══ DOCUMENT PASSAGE

Should law firms assign someone to ensure a mentally healthy workplace?

Baxter warns that ensuring that a workplace is mentally healthy can’t be done by one person alone. “Firms which are succeeding in this area accept, at board level, that this is a strategically critical aspect to the running of their business, and build it into their processes and decisions. It is great to have dedicated resources with wellbeing as their day-to-day focus, but they can’t do it alone.”

Firms should have trained mental health first aiders (MHFAs) at all levels of the organisation, in the same way that they have first aiders, says Dowd. “Those MHFAs are then a point of contact should anyone want to discuss issues they are having, and they can signpost them to appropriate support. At Weightmans, we have more than 50 trained MHFAs (including two board members), and more than 60 of our managers are now mental health first aid champions who have attended a one-day mental health awareness session. All our MHFAs wear green lanyards so can be easily identified, and we have posters around the offices identifying who our MHFAs are.”

What initiatives could help firms?

Mind, Rethink, Mental Health First Aid England, and Mental Health at Work all have helpful resources, and most offer training too, says Rimmer. LawCare offers workplace training and runs a free and confidential helpline, with calls answered by trained volunteers experienced in the law (0800 279 6888). It also has a peer support programme.

════
══ RECORDS SUPPLIED

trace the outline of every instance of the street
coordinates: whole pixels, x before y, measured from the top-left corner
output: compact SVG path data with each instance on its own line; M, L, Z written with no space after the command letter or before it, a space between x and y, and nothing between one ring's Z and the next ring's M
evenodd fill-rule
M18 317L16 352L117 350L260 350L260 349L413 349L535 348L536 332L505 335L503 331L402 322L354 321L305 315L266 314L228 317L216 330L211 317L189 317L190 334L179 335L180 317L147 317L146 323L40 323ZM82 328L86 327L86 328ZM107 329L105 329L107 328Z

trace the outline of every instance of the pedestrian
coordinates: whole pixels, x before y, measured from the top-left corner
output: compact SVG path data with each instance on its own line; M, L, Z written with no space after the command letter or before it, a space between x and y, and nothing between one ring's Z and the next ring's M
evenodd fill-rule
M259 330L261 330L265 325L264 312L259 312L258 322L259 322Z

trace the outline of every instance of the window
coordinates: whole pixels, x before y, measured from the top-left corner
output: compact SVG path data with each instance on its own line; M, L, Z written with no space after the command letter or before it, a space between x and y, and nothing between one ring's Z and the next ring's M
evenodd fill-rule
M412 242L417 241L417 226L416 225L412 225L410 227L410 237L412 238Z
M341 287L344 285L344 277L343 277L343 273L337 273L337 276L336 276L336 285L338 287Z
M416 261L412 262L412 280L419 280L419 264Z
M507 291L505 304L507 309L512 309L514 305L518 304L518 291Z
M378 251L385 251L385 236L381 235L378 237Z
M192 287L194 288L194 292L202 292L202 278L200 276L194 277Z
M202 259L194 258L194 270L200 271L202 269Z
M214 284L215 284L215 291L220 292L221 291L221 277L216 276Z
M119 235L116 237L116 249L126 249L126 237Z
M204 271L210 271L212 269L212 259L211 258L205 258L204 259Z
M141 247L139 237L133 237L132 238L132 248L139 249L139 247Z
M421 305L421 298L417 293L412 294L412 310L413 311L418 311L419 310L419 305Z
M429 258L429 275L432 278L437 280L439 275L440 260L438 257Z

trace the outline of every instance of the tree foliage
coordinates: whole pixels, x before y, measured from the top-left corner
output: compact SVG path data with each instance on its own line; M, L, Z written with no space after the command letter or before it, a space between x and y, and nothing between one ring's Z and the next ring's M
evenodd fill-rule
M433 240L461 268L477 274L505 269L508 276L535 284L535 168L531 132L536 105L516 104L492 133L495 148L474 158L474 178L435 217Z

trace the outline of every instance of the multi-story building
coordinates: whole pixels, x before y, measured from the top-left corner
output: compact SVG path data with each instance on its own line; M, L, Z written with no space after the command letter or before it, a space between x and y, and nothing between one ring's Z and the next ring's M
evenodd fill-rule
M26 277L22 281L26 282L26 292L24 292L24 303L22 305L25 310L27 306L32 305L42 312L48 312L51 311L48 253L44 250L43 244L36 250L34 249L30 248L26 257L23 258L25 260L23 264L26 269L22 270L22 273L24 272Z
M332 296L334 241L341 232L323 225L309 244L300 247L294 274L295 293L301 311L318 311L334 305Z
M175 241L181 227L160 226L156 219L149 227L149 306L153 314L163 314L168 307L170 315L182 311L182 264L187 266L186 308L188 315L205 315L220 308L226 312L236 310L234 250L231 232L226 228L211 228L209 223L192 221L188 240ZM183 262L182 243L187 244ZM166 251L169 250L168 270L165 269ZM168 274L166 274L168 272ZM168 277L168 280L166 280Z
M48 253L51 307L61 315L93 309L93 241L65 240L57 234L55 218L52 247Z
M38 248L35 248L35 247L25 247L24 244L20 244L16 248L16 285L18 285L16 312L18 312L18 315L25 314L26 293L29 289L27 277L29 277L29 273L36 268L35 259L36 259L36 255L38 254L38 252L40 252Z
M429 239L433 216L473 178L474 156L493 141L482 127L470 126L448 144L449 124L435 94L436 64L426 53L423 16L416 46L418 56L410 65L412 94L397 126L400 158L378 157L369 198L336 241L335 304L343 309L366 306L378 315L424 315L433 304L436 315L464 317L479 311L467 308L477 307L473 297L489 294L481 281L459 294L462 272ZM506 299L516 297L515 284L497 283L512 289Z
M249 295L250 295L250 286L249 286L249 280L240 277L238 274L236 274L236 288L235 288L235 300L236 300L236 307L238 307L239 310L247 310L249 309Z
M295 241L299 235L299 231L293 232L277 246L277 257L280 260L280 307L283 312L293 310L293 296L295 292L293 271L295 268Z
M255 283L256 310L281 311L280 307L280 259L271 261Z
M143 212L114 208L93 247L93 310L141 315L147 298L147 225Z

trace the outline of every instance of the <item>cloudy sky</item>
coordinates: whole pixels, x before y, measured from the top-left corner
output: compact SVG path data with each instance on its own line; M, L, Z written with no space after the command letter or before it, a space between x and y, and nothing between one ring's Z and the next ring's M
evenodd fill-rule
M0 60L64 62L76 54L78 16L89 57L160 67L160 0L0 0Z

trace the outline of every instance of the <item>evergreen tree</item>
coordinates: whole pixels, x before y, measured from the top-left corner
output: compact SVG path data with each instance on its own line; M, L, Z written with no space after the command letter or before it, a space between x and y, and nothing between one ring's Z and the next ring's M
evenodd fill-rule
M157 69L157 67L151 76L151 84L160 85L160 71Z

════

**PROBLEM SET:**
1. In the passage on workplace mental health, how can the mental health first aiders at Weightmans be easily identified?
2. Carry on the passage about mental health in law firms, picking up after its final sentence.

**EXERCISE ANSWERS:**
1. They wear green lanyards, and posters around the offices identify who they are.

2.
The Mindful Business Charter is worth considering and the Health and Safety Executive, Britain’s national regulator for workplace health and safety, updated its first aid guidance to include mental health last year. “The updated guidance now provides employers with advice on how to support employees experiencing a mental health issue, including training staff as MHFAs,” says Rimmer.

Anna Wilson, executive partner at Barcan+Kirby, says her firm is looking into the Time to Change employer pledge. “This is a commitment to ensure organisations achieve lasting change within the workplace, to help break down mental health stigma.”

Mental health pathways through private medical insurance schemes, mindfulness and resilience training, management skills training, and visible wellbeing hubs and wellbeing policies will all enable a better understanding, says Wardell, while blogs, advice, pertinent websites and contact information, and better reporting mechanisms will help diagnose vulnerable groups and ensure solutions are tailored to the individual (for instance, women returning from maternity leave may benefit from mentoring or understanding imposter syndrome, in which an individual doubts their accomplishments and fears being exposed as a ‘fraud’).

What more could be done?

The Mental Health Foundation and other campaigners are lobbying government to change the law on mental health first aid in the workplace to make it on a par with physical first aid, says Rimmer. “This would mean all workplaces would have an obligation to have MHFAs.”

Wardell concludes that the strategy and executive boards of many law firms should be held accountable for the mental health of the organisation. “In time, publishing the results of stress audits or outlining any key issues is likely to be a legal requirement.”